%%

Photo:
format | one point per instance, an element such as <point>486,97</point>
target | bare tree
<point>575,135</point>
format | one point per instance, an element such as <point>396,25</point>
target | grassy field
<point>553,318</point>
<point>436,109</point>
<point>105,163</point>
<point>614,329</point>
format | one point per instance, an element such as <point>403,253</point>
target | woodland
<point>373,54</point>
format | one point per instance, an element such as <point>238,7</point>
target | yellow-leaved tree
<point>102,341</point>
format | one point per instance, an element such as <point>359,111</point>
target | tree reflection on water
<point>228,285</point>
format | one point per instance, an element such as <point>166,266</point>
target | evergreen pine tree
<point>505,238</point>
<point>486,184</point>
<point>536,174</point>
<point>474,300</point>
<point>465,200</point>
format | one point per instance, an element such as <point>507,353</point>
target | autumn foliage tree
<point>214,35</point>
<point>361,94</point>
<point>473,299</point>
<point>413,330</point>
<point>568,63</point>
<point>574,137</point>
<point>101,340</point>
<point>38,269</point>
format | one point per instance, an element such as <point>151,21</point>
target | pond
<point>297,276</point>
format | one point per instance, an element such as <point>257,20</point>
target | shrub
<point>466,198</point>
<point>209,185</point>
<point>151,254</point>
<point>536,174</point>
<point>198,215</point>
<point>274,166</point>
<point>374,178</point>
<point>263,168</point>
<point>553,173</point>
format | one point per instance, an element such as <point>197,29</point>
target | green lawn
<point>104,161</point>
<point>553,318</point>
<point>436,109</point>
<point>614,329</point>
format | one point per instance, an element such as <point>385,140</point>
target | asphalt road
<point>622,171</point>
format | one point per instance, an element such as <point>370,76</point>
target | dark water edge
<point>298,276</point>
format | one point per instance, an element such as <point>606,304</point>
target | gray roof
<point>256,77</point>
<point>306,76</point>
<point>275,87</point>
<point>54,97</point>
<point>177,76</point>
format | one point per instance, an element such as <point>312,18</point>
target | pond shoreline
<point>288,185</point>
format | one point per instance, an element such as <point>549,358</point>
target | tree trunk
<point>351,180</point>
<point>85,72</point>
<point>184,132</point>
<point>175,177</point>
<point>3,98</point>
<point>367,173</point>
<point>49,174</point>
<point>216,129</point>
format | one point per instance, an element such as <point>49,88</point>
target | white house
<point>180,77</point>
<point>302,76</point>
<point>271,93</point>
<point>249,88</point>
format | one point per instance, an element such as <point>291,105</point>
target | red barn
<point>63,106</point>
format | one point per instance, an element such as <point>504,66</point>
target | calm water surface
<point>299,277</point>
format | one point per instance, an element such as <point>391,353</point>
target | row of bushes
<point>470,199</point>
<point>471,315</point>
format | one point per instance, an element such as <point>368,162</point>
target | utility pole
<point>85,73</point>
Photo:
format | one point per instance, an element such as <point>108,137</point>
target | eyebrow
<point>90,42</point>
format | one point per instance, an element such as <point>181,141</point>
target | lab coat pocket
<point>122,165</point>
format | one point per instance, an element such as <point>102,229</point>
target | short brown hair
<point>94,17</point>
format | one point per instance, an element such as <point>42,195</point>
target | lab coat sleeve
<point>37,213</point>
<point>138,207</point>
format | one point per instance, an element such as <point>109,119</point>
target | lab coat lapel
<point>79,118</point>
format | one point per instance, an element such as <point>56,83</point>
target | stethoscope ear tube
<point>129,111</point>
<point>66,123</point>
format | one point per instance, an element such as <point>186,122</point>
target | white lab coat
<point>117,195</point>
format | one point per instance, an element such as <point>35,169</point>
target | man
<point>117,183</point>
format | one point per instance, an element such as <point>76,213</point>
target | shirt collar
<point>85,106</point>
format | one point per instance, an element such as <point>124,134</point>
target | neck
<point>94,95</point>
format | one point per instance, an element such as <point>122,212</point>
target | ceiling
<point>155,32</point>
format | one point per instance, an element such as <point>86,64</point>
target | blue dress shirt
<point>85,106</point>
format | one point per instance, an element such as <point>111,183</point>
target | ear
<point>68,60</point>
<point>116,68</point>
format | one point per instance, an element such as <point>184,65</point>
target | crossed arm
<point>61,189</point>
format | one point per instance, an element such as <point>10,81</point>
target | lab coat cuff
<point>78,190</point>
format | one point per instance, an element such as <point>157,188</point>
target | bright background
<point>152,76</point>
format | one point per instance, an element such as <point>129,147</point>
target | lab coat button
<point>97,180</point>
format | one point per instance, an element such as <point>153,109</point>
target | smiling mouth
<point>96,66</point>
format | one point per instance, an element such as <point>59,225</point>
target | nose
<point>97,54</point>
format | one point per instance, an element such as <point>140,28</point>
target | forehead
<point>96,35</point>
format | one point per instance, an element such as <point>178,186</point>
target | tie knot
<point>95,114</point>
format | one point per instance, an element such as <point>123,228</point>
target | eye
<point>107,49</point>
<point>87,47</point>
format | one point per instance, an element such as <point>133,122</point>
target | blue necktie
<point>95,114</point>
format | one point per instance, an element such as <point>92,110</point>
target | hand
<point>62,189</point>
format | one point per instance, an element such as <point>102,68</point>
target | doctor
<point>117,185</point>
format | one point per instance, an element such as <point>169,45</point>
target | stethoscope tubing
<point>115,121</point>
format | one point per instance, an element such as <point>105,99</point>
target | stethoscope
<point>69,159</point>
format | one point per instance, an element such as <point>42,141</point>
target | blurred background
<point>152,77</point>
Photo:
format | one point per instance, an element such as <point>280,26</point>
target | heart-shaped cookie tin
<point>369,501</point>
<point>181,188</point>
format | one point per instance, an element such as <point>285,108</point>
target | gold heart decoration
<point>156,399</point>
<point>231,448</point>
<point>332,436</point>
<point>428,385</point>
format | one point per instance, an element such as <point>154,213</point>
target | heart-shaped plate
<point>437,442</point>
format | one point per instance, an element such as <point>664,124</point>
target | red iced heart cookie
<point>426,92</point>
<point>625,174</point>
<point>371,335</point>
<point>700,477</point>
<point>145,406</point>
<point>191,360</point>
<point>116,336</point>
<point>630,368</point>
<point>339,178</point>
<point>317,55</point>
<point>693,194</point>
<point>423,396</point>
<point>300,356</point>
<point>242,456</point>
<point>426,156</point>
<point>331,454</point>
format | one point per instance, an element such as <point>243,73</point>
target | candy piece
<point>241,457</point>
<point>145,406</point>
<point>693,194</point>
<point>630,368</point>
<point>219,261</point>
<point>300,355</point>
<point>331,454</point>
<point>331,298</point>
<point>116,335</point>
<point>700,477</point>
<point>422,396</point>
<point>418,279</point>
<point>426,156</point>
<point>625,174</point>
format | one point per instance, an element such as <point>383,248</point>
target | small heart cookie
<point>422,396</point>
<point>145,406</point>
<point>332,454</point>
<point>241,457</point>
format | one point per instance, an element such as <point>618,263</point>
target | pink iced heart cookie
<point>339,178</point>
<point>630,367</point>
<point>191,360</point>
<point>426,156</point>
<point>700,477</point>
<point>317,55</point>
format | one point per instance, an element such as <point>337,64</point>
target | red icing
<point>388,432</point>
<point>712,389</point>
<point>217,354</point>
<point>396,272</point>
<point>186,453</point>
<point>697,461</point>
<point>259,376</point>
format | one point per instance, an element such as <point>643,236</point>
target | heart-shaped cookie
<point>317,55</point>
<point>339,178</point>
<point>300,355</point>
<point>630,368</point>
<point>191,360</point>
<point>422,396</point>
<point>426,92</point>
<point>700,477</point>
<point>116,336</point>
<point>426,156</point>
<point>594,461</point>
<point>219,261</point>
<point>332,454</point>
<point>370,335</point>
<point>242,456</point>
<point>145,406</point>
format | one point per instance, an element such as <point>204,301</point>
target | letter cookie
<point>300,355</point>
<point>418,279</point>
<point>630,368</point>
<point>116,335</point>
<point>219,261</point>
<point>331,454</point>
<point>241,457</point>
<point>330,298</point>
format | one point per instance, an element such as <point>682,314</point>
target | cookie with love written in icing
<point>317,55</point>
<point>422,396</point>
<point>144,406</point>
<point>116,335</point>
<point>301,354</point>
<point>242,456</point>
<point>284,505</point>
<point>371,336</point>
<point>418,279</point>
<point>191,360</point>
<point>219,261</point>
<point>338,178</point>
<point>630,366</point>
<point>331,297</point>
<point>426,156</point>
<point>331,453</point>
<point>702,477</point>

%%

Quote the data above verbatim from its first line to the line that includes "such as <point>507,353</point>", with both boundary lines retained.

◆ SOLUTION FOR THIS EXERCISE:
Photo:
format | one point per instance, an element such as <point>486,97</point>
target | bare tree
<point>575,135</point>
format | one point per instance, an element such as <point>396,25</point>
target | grassy field
<point>553,318</point>
<point>436,109</point>
<point>105,163</point>
<point>614,329</point>
format | one point per instance, an element such as <point>403,253</point>
target | woodland
<point>373,54</point>
format | one point per instance, an element such as <point>238,7</point>
target | yellow-leaved tree
<point>102,341</point>
format | one point per instance, an element such as <point>359,111</point>
target | tree reflection on water
<point>228,285</point>
format | one point per instance, an element such as <point>166,266</point>
target | evergreen pine tree
<point>505,238</point>
<point>486,184</point>
<point>536,174</point>
<point>474,300</point>
<point>465,200</point>
format | one point per instance, an element such as <point>507,353</point>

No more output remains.